WHAT THE EXERCISE ASKS:
Reproduce every entry in the listing without alteration.

>>>

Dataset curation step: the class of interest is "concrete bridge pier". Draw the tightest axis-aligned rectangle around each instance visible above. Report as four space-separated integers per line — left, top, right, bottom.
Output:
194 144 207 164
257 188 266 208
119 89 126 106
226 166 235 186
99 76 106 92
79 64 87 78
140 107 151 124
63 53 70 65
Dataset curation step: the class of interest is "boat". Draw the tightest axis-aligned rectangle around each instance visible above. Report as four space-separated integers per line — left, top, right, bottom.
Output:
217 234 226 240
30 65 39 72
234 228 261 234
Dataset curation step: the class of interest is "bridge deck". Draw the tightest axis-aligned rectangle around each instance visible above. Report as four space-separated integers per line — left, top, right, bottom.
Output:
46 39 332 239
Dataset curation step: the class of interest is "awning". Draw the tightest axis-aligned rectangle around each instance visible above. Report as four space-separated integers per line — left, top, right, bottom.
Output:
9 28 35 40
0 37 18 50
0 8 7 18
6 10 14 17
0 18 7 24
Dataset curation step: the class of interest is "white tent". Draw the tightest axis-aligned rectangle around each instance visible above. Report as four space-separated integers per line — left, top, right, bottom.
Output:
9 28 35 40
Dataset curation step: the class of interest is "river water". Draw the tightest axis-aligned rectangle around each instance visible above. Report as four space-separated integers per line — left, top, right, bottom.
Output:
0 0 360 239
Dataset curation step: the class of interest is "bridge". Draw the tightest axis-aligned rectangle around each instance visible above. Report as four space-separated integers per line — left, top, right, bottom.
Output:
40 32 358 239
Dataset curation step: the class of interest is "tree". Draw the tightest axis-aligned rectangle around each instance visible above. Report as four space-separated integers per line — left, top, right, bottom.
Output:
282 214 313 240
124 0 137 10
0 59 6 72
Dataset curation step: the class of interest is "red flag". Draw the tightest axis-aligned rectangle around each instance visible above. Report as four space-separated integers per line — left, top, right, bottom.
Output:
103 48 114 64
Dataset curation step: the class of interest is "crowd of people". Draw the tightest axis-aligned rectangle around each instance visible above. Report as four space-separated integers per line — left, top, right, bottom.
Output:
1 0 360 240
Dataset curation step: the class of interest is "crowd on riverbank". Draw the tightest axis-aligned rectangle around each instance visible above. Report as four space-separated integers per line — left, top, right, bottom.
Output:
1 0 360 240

<<<

ANSWER TO THIS PROBLEM:
Dataset curation step: the class of interest is "concrete bridge pier". Draw the tightest axis-aligned rectangle around each instance visible above. Report as four space-separated integers per line — left, top, right, bottom.
Output:
194 144 207 164
257 188 266 208
119 89 126 106
226 166 235 186
99 76 106 92
79 64 87 78
140 107 151 124
63 53 70 65
Dataset curation step: the class of interest is "boat". Draw the tightest axis-aligned rectangle around each instance visible above. Report as four space-separated integers per line — left, top, right, bottom.
Output:
217 234 226 240
30 65 39 72
234 228 261 234
Dataset curation step: the class of interest is "bridge deck". Draw the tightest axis-aligned rectangle around each instance visible above. Report as four space-separated integers per line — left, top, right, bottom.
Output:
46 39 332 239
Dataset curation step: the class of interest is "awning". Draw the tightest axis-aligned rectangle around each instance visible above. Report as four space-separated integers per line — left, top, right, bottom.
Output:
9 28 35 40
0 37 18 50
0 8 7 18
6 10 14 17
0 18 7 24
Dataset curation step: the class of interest is "white tent". Draw the tightest axis-aligned rectangle around each instance visible above. Report as four space-separated integers per line — left, top, right, bottom.
Output:
9 28 35 40
Dataset curation step: the class of interest is "river water". Draw the tightest axis-aligned rectangle around each instance visible above. Report as four space-separated integers per line — left, top, right, bottom.
Output:
0 0 360 239
Dataset curation step: the class of interest is "bridge". Draw the tightest axis-aligned rectangle around each instance visible above. Report as four space-separated integers per line — left, top, right, bottom.
Output:
40 32 358 239
Dataset curation step: the class of interest is "tree". Draw the tightest axis-aligned rectangle around each instance visible above. Report as four space-separated integers per line — left, top, right, bottom.
Output:
282 214 313 240
124 0 137 10
0 59 6 72
Dataset curation step: the class of interest is "red flag". Draw the tightest axis-aligned rectangle around each instance visible above. Report as four space-separated integers per line — left, top, right, bottom.
Output:
103 48 114 64
Dataset curation step: the class of interest is "crowd of people". Draw the tightest axis-aligned rectangle around each instance visible above. Report as four space-separated integers per line — left, top, right, bottom.
Output:
1 0 360 240
Dataset curation step: the class of interest is "crowd on riverbank". Draw the tightest axis-aligned rectangle around each instance visible above. Report as four space-separated integers per line — left, top, right, bottom.
Output:
1 0 360 240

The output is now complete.